Prompt:
Set down the blog post below about a flight with a young child, word for word and in full.
>> START Text extract
Tuesday, January 20, 2009

Perspectives from a flight with a young child

Few things make me feel more philosophical when I fly then taking a young child, and watching their reactions, particularly as they explore their visual world and try their hand at the controls.

Low level flight, and by low level I mean under 5,000 feet, is where the action is – at least in terms of appreciating what you can see in the natural world outside the cockpit. A recent low level flight through the Willamette valley supported this idea quite well. A still morning with visibility under a quarter of a mile and ceilings under 100 feet. I knew on the way to the airport it would be both a wait and that it would clear; the fog had that cheery bright glow which only seems to occur right before the sun breaks through, and indeed it DID breakthrough, bathing the freeway and cars in sunlight and shadow beneath a blue sky before popping back into the fog again.
Sure enough, it did clear after about a 30 minute wait at the airport. First movement was a landing Baron off the ILS. Next a fellow Cessna pilot warming up, and us, waiting to lift off in a venerable Cessna 152. At takeoff the sky was scattered and visibility was about 10 miles below the clouds and unlimited above. We climbed out at Vy for practice and settled into maneuvers routine. By then the sky was clearer and the natural wonders began appearing . On the way to Mulino , a local area airport, the sun glistened off the river and over the green fields wet from the recent rain and still radiating wisps’ of fog in some areas. A few touch and goes and we were heading back, when we saw two hawks fighting, at our altitude and about three plane widths away. Both were red-tails, and one was on his back, talons up and wings outstretched, with the hawk on top flapping towards him, claws facing down. Their muscles rippled beneath the feathers, you could see the waves of energy flowing through them in their exertion; you could also see their flight feathers, the long feathers at the tips of their wings – flexing and twisting as they maintained their balance through their duel. The tail feathers on the hawk on the bottom were widespread like a fan. They twisted, to counteract the body roll induced by a defensive movement made with its wings.
>> END Text extract
>> START Data shown
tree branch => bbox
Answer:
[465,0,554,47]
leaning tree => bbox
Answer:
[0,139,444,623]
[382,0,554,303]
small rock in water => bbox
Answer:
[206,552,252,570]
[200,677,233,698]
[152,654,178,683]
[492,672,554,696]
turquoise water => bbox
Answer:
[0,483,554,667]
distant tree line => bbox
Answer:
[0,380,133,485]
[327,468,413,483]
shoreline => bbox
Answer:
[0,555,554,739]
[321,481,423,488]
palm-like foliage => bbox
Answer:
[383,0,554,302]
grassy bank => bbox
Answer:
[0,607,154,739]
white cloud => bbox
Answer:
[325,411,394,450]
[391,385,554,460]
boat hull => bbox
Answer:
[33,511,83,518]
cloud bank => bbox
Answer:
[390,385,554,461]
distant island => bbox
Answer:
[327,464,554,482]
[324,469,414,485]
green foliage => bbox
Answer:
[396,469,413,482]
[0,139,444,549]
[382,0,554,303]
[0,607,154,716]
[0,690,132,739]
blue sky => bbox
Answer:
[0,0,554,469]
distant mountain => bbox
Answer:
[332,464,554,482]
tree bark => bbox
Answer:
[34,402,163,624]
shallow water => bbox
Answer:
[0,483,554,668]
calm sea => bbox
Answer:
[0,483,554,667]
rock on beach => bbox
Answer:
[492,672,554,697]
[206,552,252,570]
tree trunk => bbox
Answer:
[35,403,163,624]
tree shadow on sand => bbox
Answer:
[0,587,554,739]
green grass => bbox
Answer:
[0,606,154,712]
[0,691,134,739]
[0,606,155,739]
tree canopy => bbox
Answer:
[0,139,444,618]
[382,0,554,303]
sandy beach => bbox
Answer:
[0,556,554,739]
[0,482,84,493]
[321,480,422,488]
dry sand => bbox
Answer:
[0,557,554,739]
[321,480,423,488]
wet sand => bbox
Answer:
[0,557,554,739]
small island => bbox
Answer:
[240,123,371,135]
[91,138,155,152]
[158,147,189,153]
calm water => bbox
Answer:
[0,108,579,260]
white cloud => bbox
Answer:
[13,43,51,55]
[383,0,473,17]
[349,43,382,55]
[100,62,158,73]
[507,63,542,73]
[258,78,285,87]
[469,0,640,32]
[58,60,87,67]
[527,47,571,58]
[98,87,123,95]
>> END Data shown
Exercise result:
Tuesday, January 20, 2009

Perspectives from a flight with a young child

Few things make me feel more philosophical when I fly then taking a young child, and watching their reactions, particularly as they explore their visual world and try their hand at the controls.

Low level flight, and by low level I mean under 5,000 feet, is where the action is – at least in terms of appreciating what you can see in the natural world outside the cockpit. A recent low level flight through the Willamette valley supported this idea quite well. A still morning with visibility under a quarter of a mile and ceilings under 100 feet. I knew on the way to the airport it would be both a wait and that it would clear; the fog had that cheery bright glow which only seems to occur right before the sun breaks through, and indeed it DID breakthrough, bathing the freeway and cars in sunlight and shadow beneath a blue sky before popping back into the fog again.
Sure enough, it did clear after about a 30 minute wait at the airport. First movement was a landing Baron off the ILS. Next a fellow Cessna pilot warming up, and us, waiting to lift off in a venerable Cessna 152. At takeoff the sky was scattered and visibility was about 10 miles below the clouds and unlimited above. We climbed out at Vy for practice and settled into maneuvers routine. By then the sky was clearer and the natural wonders began appearing . On the way to Mulino , a local area airport, the sun glistened off the river and over the green fields wet from the recent rain and still radiating wisps’ of fog in some areas. A few touch and goes and we were heading back, when we saw two hawks fighting, at our altitude and about three plane widths away. Both were red-tails, and one was on his back, talons up and wings outstretched, with the hawk on top flapping towards him, claws facing down. Their muscles rippled beneath the feathers, you could see the waves of energy flowing through them in their exertion; you could also see their flight feathers, the long feathers at the tips of their wings – flexing and twisting as they maintained their balance through their duel. The tail feathers on the hawk on the bottom were widespread like a fan. They twisted, to counteract the body roll induced by a defensive movement made with its wings.